[What to do] Find the line that contains "man in blue". Output it and every line after it to the end of the records, exactly as they appear.

[Dataset]
>> BEGIN

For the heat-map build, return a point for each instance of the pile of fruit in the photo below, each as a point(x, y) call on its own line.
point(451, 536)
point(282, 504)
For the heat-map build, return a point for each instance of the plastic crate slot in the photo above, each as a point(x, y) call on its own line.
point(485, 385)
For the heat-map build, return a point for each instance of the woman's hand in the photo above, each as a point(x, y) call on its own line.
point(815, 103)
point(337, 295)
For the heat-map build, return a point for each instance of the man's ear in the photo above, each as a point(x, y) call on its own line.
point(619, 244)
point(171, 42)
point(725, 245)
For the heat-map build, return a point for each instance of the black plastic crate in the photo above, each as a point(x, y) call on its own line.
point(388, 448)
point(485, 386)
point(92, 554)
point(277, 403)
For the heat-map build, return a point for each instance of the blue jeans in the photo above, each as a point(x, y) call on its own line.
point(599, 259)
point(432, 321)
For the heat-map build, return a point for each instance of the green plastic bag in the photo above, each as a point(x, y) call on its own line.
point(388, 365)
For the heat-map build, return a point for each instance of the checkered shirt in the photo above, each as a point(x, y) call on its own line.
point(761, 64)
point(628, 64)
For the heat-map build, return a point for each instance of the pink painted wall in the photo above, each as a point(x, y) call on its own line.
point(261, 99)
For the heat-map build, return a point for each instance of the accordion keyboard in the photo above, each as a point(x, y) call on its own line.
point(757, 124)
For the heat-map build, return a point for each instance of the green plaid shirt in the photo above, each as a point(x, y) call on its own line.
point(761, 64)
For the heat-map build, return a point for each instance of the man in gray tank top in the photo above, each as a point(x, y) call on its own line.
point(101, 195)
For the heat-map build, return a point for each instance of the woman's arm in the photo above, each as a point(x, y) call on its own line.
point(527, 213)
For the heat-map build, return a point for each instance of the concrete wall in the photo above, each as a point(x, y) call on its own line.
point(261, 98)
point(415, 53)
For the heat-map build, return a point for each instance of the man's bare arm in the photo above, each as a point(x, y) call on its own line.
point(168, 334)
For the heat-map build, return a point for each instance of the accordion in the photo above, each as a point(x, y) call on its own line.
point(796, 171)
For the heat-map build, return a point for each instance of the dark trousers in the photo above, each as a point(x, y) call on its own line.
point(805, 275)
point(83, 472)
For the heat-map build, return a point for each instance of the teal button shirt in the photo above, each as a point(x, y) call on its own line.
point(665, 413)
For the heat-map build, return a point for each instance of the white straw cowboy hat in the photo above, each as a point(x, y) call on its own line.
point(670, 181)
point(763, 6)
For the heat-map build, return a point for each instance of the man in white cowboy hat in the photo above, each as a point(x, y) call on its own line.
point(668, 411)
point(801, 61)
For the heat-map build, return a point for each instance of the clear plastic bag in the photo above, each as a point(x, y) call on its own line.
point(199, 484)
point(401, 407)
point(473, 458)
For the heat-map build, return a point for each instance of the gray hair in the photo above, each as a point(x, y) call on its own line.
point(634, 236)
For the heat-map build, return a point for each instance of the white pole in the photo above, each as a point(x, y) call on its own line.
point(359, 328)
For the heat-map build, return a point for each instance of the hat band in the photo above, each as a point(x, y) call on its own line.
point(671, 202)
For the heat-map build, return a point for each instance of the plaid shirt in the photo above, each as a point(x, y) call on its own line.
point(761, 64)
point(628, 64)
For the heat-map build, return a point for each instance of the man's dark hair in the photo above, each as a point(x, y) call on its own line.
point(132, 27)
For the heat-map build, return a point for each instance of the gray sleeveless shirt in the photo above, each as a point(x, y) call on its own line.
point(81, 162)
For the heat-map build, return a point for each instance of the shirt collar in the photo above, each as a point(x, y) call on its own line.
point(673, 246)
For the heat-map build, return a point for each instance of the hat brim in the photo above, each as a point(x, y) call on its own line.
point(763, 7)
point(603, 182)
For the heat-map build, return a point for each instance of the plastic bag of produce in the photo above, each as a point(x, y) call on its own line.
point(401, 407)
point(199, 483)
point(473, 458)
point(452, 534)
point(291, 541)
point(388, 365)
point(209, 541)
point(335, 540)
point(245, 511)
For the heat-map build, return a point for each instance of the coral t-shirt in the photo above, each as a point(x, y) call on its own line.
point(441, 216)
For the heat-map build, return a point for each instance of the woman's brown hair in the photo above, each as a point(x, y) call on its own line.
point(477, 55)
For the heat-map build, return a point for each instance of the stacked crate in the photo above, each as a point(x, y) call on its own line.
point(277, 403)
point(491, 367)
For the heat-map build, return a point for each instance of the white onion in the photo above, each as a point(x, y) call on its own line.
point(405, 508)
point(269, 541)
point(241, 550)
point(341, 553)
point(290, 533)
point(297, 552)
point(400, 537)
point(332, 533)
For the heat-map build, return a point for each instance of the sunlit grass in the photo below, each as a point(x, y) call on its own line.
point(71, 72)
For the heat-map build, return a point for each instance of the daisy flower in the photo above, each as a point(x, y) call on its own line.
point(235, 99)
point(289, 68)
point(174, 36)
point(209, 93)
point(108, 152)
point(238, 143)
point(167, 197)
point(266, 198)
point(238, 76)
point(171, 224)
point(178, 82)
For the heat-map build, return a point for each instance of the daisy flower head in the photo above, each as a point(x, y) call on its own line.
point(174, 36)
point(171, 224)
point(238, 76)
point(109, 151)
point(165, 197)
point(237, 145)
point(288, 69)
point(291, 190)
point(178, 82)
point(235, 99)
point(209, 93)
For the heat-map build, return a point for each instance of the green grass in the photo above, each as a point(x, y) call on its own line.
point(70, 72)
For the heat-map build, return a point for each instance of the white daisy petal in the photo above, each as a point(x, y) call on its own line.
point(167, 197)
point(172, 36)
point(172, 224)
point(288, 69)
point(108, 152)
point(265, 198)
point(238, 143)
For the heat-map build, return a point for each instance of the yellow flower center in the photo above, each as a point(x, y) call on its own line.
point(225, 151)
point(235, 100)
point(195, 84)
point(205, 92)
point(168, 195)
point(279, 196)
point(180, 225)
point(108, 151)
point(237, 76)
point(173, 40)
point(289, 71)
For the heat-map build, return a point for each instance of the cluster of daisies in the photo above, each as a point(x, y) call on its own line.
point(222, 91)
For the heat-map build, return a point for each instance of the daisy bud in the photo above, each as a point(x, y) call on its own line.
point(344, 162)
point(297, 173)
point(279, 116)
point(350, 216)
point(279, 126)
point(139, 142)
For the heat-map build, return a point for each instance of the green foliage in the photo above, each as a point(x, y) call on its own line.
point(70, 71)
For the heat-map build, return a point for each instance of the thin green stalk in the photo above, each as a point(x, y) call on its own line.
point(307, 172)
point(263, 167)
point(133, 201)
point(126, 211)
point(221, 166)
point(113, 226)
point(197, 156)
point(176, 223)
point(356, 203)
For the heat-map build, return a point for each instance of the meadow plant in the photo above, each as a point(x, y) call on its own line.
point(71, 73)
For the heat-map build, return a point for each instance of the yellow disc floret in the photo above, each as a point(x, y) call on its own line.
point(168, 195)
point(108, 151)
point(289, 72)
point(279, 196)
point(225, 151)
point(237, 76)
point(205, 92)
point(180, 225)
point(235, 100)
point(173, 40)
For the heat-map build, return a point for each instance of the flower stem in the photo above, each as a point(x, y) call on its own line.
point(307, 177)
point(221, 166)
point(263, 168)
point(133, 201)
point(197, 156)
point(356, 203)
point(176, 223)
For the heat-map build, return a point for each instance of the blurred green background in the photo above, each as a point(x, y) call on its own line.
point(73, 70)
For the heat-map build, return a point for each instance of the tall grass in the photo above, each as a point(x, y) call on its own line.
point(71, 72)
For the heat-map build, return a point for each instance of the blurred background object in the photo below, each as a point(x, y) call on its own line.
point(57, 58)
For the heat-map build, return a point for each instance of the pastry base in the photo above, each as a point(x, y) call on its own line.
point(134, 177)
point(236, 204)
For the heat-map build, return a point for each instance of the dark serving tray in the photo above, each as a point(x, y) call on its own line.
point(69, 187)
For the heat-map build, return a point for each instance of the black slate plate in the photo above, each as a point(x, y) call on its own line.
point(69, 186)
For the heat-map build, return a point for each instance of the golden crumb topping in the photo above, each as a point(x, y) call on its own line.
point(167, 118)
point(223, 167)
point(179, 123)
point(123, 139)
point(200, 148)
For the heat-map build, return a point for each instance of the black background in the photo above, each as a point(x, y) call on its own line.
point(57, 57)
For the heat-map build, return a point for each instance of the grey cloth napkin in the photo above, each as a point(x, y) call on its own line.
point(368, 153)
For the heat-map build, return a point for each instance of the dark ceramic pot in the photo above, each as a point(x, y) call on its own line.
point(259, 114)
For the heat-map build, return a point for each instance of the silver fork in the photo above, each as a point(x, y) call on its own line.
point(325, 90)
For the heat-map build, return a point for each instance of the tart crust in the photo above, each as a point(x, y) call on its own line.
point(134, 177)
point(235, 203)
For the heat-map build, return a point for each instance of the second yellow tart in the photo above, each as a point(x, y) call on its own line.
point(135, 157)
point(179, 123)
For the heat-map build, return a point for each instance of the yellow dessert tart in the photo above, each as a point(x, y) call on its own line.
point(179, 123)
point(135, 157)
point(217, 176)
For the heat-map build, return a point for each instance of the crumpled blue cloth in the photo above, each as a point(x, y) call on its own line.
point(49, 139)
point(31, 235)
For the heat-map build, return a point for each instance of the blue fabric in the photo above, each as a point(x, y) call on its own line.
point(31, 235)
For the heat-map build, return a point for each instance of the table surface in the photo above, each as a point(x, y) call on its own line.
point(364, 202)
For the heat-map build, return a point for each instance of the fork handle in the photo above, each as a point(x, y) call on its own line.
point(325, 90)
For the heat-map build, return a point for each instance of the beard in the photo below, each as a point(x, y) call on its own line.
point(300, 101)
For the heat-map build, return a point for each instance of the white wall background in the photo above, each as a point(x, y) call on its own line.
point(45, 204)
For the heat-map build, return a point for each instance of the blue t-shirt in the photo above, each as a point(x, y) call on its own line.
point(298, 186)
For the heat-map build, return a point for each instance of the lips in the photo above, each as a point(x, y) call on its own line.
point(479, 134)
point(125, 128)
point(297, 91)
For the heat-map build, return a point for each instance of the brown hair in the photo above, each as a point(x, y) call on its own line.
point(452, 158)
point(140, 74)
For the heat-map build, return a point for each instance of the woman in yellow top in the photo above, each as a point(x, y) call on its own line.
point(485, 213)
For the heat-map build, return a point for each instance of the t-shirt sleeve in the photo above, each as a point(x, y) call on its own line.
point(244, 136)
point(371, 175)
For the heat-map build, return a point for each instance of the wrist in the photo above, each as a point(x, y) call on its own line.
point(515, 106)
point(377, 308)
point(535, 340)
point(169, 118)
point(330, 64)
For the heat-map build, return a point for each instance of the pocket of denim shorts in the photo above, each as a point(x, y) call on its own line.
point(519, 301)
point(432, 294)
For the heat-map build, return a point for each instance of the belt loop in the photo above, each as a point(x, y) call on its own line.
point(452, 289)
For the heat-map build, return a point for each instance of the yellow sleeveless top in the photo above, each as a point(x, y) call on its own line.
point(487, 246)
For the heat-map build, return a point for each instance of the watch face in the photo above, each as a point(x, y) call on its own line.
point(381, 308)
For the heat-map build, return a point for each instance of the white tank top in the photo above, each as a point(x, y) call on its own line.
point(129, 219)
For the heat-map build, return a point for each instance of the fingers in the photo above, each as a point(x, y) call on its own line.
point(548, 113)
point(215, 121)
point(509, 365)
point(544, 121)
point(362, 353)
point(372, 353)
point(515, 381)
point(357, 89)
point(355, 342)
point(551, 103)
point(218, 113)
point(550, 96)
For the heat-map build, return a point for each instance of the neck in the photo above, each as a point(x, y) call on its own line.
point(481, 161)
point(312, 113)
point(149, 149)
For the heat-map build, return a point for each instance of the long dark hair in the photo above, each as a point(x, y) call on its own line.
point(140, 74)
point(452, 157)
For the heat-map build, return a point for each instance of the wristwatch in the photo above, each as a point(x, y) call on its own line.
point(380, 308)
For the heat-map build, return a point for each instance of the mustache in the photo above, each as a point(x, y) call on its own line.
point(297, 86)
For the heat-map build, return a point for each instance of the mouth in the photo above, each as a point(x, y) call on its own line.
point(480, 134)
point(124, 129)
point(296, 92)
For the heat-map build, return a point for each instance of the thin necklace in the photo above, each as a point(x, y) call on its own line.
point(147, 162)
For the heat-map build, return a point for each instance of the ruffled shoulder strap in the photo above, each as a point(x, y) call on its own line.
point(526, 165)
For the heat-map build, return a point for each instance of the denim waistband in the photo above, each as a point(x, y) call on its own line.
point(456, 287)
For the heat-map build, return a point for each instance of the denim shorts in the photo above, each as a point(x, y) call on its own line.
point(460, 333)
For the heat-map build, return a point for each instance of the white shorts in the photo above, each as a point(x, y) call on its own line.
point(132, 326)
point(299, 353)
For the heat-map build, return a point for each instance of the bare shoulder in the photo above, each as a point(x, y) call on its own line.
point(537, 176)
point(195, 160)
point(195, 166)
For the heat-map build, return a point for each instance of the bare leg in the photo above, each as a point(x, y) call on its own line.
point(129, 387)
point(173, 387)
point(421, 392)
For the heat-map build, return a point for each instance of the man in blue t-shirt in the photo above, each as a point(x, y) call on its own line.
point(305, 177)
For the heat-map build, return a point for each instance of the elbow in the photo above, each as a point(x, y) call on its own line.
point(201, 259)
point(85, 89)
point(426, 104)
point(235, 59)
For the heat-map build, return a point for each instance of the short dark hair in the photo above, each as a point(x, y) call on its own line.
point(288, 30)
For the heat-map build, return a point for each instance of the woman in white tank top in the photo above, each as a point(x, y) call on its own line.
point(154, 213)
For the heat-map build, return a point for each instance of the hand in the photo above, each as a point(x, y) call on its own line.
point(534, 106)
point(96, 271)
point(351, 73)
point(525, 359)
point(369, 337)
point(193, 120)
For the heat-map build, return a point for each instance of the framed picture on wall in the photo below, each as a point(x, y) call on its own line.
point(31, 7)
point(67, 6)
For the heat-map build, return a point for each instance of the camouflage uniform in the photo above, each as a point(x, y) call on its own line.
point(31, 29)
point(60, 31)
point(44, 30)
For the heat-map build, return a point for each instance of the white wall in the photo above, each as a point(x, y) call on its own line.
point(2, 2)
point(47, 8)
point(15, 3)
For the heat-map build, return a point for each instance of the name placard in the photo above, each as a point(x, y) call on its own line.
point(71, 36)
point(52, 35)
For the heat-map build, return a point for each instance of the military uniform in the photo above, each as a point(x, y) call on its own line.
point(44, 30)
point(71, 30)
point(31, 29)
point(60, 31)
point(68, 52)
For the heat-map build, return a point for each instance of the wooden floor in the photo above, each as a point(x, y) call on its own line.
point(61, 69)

>> END

[Response]
For the heat-map build, return a point for each instance of the man in blue t-shirt in the photo above, each as a point(x, y) call on its own line.
point(305, 177)
For the heat-map build, return a point for each instance of the elbow in the photo above, each as a point(x, y) call on its own line.
point(201, 259)
point(85, 89)
point(426, 104)
point(235, 59)
For the heat-map build, return a point for each instance of the short dark hair in the photo above, each as a point(x, y) call on its own line.
point(288, 30)
For the heat-map build, return a point for each instance of the woman in white tank top in the photo above, each as a point(x, y) call on its own line.
point(154, 213)
For the heat-map build, return a point for each instance of the hand in the photo above, each as a point(x, y) call on its own line.
point(534, 106)
point(96, 271)
point(351, 73)
point(525, 359)
point(369, 337)
point(193, 120)
For the heat-map build, return a point for each instance of the framed picture on wall in the photo below, each as a point(x, y) call on its own line.
point(31, 7)
point(67, 6)
For the heat-map build, return a point for each instance of the camouflage uniform in the photo above, each as a point(x, y) call on its own line.
point(31, 29)
point(60, 31)
point(44, 30)
For the heat-map build, return a point for each instance of the white wall in the photo above, each as a point(x, y) call on its own line.
point(2, 2)
point(47, 8)
point(15, 3)
For the heat-map build, return a point for each instance of the name placard in the photo above, each as a point(x, y) call on its own line.
point(71, 36)
point(52, 35)
For the heat-map build, return a point for each instance of the military uniform in the photo above, each as a point(x, y) call on its own line.
point(44, 30)
point(71, 30)
point(31, 29)
point(60, 31)
point(68, 52)
For the heat-map build, return a point for each instance of the wooden floor in the photo above, each as a point(x, y) call on its own line.
point(61, 69)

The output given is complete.